#### [What is required]
Render every line of the entries below as a numbered list, omitting blank lines, and exclude the pictures from your answer.

— START Exercise input —

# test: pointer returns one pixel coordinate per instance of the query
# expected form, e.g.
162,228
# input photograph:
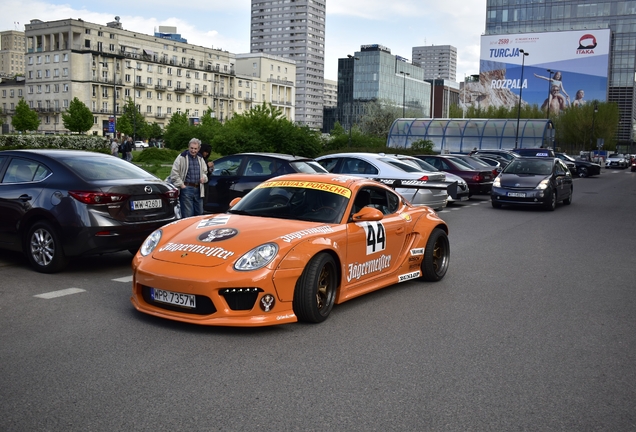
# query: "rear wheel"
44,249
315,291
436,256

— END Exercise input —

#### [Solution below]
1. # test: pointer returns one pixel coordinate per instance of the query
2. # expected form, e.g.
3. 162,228
4. # input photograph:
5. # query: "rear wheel"
6. 44,249
7. 315,291
8. 436,256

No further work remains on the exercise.